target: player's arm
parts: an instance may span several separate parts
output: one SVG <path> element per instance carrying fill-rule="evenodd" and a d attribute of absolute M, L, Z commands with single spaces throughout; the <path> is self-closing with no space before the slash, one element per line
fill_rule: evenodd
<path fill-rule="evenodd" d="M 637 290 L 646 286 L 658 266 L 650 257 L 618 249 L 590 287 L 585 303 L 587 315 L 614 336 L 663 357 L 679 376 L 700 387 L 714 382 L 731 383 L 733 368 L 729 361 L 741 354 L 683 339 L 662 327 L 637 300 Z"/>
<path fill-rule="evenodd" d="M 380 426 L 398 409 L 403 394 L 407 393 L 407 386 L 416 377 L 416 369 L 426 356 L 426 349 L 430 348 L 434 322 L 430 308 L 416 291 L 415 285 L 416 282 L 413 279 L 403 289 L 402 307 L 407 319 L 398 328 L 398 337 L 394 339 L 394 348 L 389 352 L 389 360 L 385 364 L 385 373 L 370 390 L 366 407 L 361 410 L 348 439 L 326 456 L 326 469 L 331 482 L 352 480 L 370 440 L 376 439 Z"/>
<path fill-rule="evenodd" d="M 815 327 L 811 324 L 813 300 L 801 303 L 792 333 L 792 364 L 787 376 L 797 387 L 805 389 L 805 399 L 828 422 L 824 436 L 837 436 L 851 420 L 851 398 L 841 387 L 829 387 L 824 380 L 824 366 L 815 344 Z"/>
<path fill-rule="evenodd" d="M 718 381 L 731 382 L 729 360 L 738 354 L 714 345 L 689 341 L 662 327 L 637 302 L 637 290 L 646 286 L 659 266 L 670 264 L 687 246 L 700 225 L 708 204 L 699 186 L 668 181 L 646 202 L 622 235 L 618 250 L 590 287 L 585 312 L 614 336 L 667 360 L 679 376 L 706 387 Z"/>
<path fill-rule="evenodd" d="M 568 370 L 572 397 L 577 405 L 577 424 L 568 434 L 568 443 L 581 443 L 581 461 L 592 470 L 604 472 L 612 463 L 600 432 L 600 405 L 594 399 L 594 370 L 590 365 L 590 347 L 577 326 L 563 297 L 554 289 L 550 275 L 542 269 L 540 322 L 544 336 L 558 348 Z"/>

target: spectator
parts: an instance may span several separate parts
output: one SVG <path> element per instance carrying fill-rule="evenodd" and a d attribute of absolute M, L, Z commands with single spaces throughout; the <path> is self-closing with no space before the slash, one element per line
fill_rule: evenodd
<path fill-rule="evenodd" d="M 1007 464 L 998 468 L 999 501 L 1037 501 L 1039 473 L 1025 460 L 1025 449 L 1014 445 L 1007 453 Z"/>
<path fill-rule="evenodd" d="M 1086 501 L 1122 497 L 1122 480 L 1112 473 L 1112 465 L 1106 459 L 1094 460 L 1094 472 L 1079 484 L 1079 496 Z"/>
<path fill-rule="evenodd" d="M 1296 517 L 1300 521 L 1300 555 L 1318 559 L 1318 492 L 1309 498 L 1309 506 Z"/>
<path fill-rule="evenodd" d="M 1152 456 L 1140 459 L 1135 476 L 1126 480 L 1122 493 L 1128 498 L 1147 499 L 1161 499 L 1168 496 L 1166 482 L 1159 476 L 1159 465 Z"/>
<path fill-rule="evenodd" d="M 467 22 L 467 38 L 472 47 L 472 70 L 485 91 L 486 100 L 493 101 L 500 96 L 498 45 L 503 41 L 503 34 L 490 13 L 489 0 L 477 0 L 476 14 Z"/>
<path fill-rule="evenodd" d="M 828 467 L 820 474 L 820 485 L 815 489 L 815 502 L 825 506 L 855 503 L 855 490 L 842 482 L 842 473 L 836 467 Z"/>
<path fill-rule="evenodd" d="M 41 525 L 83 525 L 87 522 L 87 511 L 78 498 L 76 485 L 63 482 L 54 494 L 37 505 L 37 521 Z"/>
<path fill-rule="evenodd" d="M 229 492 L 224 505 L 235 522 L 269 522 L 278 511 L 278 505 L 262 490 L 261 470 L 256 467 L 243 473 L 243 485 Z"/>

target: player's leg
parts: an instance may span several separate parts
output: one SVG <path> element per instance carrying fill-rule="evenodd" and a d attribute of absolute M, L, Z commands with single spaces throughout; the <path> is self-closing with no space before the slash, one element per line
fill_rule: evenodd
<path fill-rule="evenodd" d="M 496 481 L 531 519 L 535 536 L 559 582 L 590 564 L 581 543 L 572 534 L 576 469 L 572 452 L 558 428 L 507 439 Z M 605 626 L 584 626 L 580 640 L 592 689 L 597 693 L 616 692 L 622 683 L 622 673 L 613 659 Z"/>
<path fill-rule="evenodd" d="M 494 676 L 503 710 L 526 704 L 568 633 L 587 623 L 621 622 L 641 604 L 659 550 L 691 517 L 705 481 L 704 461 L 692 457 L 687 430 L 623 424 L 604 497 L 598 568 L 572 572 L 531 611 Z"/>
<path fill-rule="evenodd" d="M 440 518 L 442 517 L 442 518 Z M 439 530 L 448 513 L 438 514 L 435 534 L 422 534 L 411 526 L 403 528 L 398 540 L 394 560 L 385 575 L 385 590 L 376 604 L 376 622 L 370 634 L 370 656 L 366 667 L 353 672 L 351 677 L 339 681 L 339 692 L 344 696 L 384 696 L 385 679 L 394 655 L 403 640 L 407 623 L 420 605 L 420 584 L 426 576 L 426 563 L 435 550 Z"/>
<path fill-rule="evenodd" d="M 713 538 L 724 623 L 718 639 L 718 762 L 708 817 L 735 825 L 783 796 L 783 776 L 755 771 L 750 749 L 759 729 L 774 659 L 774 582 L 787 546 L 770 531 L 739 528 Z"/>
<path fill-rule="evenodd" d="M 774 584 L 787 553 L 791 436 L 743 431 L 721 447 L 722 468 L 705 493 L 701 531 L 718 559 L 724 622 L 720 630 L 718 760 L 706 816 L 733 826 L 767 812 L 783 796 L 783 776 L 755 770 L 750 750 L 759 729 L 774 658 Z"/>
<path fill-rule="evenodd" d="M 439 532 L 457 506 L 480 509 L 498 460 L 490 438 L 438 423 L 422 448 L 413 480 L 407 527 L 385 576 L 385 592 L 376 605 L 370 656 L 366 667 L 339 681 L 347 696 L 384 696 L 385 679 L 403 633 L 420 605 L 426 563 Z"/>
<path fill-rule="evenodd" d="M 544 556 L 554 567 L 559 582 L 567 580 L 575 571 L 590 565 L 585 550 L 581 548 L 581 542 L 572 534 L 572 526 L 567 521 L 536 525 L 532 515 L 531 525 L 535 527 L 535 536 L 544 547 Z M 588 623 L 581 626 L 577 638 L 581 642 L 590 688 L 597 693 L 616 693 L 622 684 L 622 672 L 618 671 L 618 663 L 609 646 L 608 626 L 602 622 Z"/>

■ ■ ■ ■

Present the lines above as a Markdown table with the columns "Row" and "Line". Number each line in order and leave out the blank ones.

| Row | Line |
|---|---|
| 1 | target: player's arm |
| 2 | parts: an instance may span several separate parts |
| 3 | output: one SVG <path> element per instance carrying fill-rule="evenodd" and a d attribute of absolute M, L, Z commands with single spaces throughout; the <path> is self-closing with no space before the slash, one element per line |
| 4 | fill_rule: evenodd |
| 5 | <path fill-rule="evenodd" d="M 637 290 L 646 286 L 658 266 L 650 257 L 618 249 L 590 287 L 585 303 L 587 315 L 614 336 L 663 357 L 679 376 L 700 387 L 714 382 L 731 383 L 733 368 L 729 361 L 741 354 L 683 339 L 662 327 L 637 300 Z"/> |
| 6 | <path fill-rule="evenodd" d="M 380 426 L 398 409 L 403 394 L 407 393 L 407 386 L 416 377 L 416 369 L 426 356 L 426 349 L 430 348 L 434 322 L 430 308 L 416 291 L 415 285 L 416 282 L 413 279 L 403 289 L 402 307 L 407 319 L 398 328 L 398 337 L 394 339 L 394 348 L 389 352 L 389 360 L 385 364 L 385 373 L 370 390 L 366 407 L 361 410 L 348 439 L 326 456 L 326 469 L 331 482 L 352 480 L 370 440 L 376 439 Z"/> |
| 7 | <path fill-rule="evenodd" d="M 815 327 L 811 324 L 813 300 L 801 303 L 792 333 L 792 364 L 787 376 L 797 387 L 805 389 L 805 399 L 828 422 L 824 436 L 837 436 L 851 420 L 851 398 L 841 387 L 829 387 L 824 380 L 824 366 L 815 344 Z"/> |
| 8 | <path fill-rule="evenodd" d="M 718 381 L 731 382 L 729 360 L 738 354 L 714 345 L 689 341 L 662 327 L 637 302 L 637 290 L 646 286 L 659 266 L 670 264 L 687 246 L 700 225 L 708 204 L 699 186 L 668 181 L 646 202 L 622 235 L 618 250 L 590 287 L 585 312 L 614 336 L 667 360 L 679 376 L 706 387 Z"/> |
| 9 | <path fill-rule="evenodd" d="M 568 370 L 572 397 L 577 405 L 577 424 L 568 434 L 568 443 L 581 443 L 581 461 L 592 470 L 604 472 L 612 463 L 600 432 L 600 405 L 594 399 L 594 370 L 590 365 L 590 347 L 577 326 L 563 297 L 554 289 L 550 275 L 542 269 L 540 322 L 544 336 L 558 348 Z"/> |
| 10 | target: spectator |
| 11 | parts: an instance may span several separate parts |
| 12 | output: one SVG <path> element per instance carrying fill-rule="evenodd" and a d attribute of absolute M, L, Z commands with single spaces throughout; the <path> is self-closing with no space before the slash, one element per line |
| 13 | fill_rule: evenodd |
| 14 | <path fill-rule="evenodd" d="M 1007 464 L 998 468 L 999 501 L 1037 501 L 1039 473 L 1025 460 L 1025 449 L 1014 445 L 1007 453 Z"/> |
| 15 | <path fill-rule="evenodd" d="M 1086 501 L 1122 497 L 1122 480 L 1112 473 L 1112 465 L 1106 459 L 1094 460 L 1094 472 L 1079 484 L 1079 496 Z"/> |
| 16 | <path fill-rule="evenodd" d="M 1296 517 L 1300 521 L 1300 555 L 1318 559 L 1318 492 L 1309 498 L 1309 506 Z"/> |
| 17 | <path fill-rule="evenodd" d="M 1152 456 L 1140 459 L 1135 476 L 1126 480 L 1122 493 L 1128 498 L 1147 499 L 1161 499 L 1168 496 L 1166 482 L 1159 476 L 1159 465 Z"/> |
| 18 | <path fill-rule="evenodd" d="M 467 22 L 467 38 L 472 47 L 472 70 L 485 91 L 486 100 L 493 101 L 500 96 L 498 45 L 503 41 L 503 34 L 490 13 L 489 0 L 477 0 L 476 14 Z"/> |
| 19 | <path fill-rule="evenodd" d="M 828 467 L 820 474 L 820 485 L 815 489 L 815 502 L 825 506 L 855 503 L 855 490 L 842 482 L 842 473 L 836 467 Z"/> |
| 20 | <path fill-rule="evenodd" d="M 41 525 L 83 525 L 87 522 L 87 511 L 78 498 L 76 485 L 63 482 L 54 494 L 37 505 L 37 521 Z"/> |
| 21 | <path fill-rule="evenodd" d="M 229 492 L 224 505 L 235 522 L 269 522 L 278 511 L 278 505 L 262 490 L 261 470 L 256 467 L 243 473 L 243 485 Z"/> |
| 22 | target: player's leg |
| 23 | parts: an instance may span several separate parts |
| 24 | output: one SVG <path> element per instance carrying fill-rule="evenodd" and a d attribute of absolute M, L, Z commands with single spaces throughout; the <path> is self-closing with no space before the slash, one element per line |
| 25 | fill_rule: evenodd |
| 26 | <path fill-rule="evenodd" d="M 496 481 L 531 519 L 535 536 L 559 582 L 590 564 L 581 543 L 572 534 L 576 469 L 572 452 L 558 428 L 507 439 Z M 605 626 L 584 626 L 580 640 L 592 689 L 597 693 L 616 692 L 622 683 L 622 673 L 613 659 Z"/> |
| 27 | <path fill-rule="evenodd" d="M 494 676 L 503 710 L 526 704 L 568 633 L 587 623 L 621 622 L 641 604 L 659 550 L 691 517 L 705 481 L 704 461 L 692 457 L 687 430 L 623 424 L 604 497 L 598 568 L 572 572 L 531 611 Z"/> |
| 28 | <path fill-rule="evenodd" d="M 440 518 L 442 517 L 442 518 Z M 439 530 L 448 513 L 438 514 L 435 534 L 422 534 L 411 526 L 403 528 L 398 540 L 394 560 L 385 575 L 385 590 L 376 604 L 376 622 L 370 634 L 370 656 L 366 667 L 353 672 L 351 677 L 339 681 L 339 692 L 344 696 L 384 696 L 385 679 L 394 655 L 403 640 L 407 623 L 420 605 L 420 584 L 426 576 L 426 563 L 435 550 Z"/> |
| 29 | <path fill-rule="evenodd" d="M 713 538 L 724 623 L 718 639 L 718 762 L 708 817 L 735 825 L 783 796 L 783 776 L 755 771 L 750 749 L 759 729 L 774 659 L 774 582 L 787 546 L 770 531 L 739 528 Z"/> |
| 30 | <path fill-rule="evenodd" d="M 774 584 L 787 553 L 791 436 L 743 431 L 721 447 L 722 468 L 705 493 L 701 531 L 718 559 L 724 622 L 720 630 L 718 760 L 706 816 L 733 826 L 767 812 L 783 796 L 783 776 L 755 770 L 750 750 L 759 729 L 774 658 Z"/> |
| 31 | <path fill-rule="evenodd" d="M 439 532 L 457 506 L 480 509 L 498 460 L 490 438 L 438 423 L 422 448 L 413 480 L 407 527 L 385 576 L 385 592 L 376 605 L 370 656 L 366 667 L 339 681 L 347 696 L 384 696 L 385 679 L 403 633 L 420 605 L 426 563 Z"/> |
| 32 | <path fill-rule="evenodd" d="M 544 556 L 554 567 L 559 582 L 567 580 L 575 571 L 590 565 L 585 550 L 581 548 L 581 542 L 572 534 L 572 526 L 567 521 L 536 525 L 532 515 L 531 525 L 535 527 L 535 536 L 544 547 Z M 588 623 L 581 626 L 577 638 L 581 642 L 590 688 L 597 693 L 616 693 L 622 684 L 622 672 L 618 671 L 618 663 L 609 646 L 608 626 L 602 622 Z"/> |